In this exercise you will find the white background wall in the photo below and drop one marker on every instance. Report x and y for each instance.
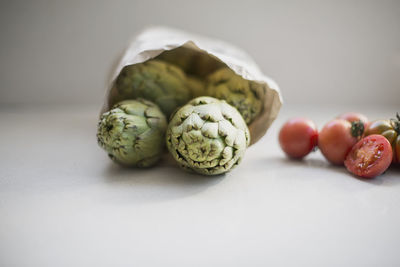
(59, 52)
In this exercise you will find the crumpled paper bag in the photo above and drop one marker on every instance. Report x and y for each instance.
(209, 54)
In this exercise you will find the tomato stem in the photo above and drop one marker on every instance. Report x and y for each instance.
(357, 128)
(396, 123)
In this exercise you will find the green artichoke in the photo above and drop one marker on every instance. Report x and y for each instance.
(196, 86)
(133, 133)
(157, 81)
(207, 136)
(244, 95)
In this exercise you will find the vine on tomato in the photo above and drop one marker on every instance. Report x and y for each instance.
(389, 129)
(337, 138)
(353, 116)
(298, 137)
(370, 157)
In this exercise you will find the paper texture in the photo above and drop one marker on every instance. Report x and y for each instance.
(153, 41)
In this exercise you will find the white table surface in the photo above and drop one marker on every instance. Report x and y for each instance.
(64, 203)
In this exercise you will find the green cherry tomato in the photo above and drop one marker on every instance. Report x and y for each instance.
(389, 129)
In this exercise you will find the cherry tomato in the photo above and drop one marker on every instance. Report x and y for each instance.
(389, 129)
(337, 138)
(353, 116)
(298, 137)
(370, 157)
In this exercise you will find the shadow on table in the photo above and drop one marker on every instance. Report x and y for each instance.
(390, 178)
(162, 182)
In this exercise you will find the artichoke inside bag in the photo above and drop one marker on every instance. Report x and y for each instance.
(170, 67)
(176, 76)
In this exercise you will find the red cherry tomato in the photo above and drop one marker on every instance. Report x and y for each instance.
(353, 116)
(370, 157)
(298, 137)
(336, 139)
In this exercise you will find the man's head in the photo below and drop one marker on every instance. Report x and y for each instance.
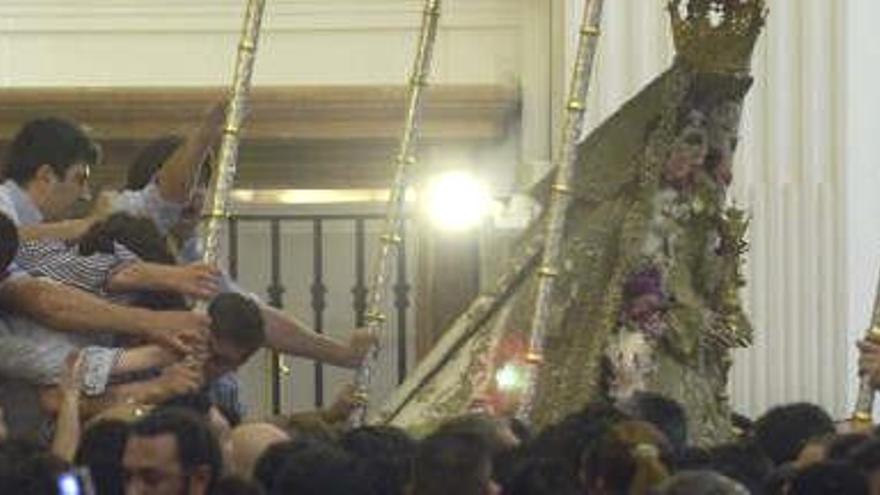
(249, 442)
(171, 452)
(664, 413)
(8, 243)
(51, 158)
(237, 331)
(453, 463)
(784, 430)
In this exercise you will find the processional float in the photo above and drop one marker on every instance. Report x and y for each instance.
(629, 281)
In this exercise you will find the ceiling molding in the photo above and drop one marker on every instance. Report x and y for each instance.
(83, 16)
(276, 113)
(296, 136)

__________________________________________________

▸ AIM OF THE EXERCISE: Reproduce every one of the entries above word for word, without the pictures.

▸ THE RESULT:
In this exercise you will find the white background wall in the photo below and drop one marker on every instance. Report x and y for each instance.
(59, 52)
In this exercise you will find the crumpled paper bag in the photo above and drop one marker on every instance. Report x and y for each instance.
(209, 54)
In this exercise you will find the tomato stem in the photo above and drop one marker on every instance. Report x and y for each instance.
(357, 128)
(396, 123)
In this exercise you will find the green artichoke in the photo above and drop one marker on every instance. Report x and y for each instance.
(196, 86)
(133, 133)
(157, 81)
(207, 136)
(244, 95)
In this exercise you will find the vine on tomato in the photo above and drop one marker on every instance. Report x and y for each instance.
(389, 129)
(337, 138)
(353, 116)
(298, 137)
(370, 157)
In this exercise you will find the paper texture in the photo above and drop one marker on every instance. Report x and y for each instance.
(153, 41)
In this exercise you will find the white table surface in the photo above and drop one marker on every instance. Report x and y for each instance.
(64, 203)
In this exercise you will find the green cherry tomato in the photo above and drop one marker on every instance. Report x and y for each instance.
(389, 129)
In this exercise you will find the cherry tomato in the photo above and drop one marker on every instance. Report x and y for each instance.
(389, 129)
(337, 138)
(353, 116)
(298, 137)
(370, 157)
In this exercise you will find the shadow on table in the photo above and drop one marker on every instance. Report x and y for each instance.
(390, 178)
(162, 182)
In this exercise you will find the artichoke inside bag in the photo above and drop one marker on every instance. Report x and y for each instance.
(170, 67)
(176, 76)
In this exercise you will find the red cherry tomato in the photo above and drop one marker on every instance. Report x and y for each instance.
(353, 116)
(370, 157)
(298, 137)
(336, 139)
In this exercise you will find the man's head in the photo below and drop one marker on every instance. Report x and y for each instance.
(249, 442)
(171, 452)
(664, 413)
(8, 243)
(51, 158)
(237, 331)
(453, 463)
(784, 430)
In this exercise you will find the processional float in the photo above and drop one marker on every instance. Report x and y for each instance.
(629, 281)
In this exercise you will find the ceiling molding in the photo above and drop one marker on every instance. Report x and y for each instance.
(83, 16)
(276, 113)
(296, 136)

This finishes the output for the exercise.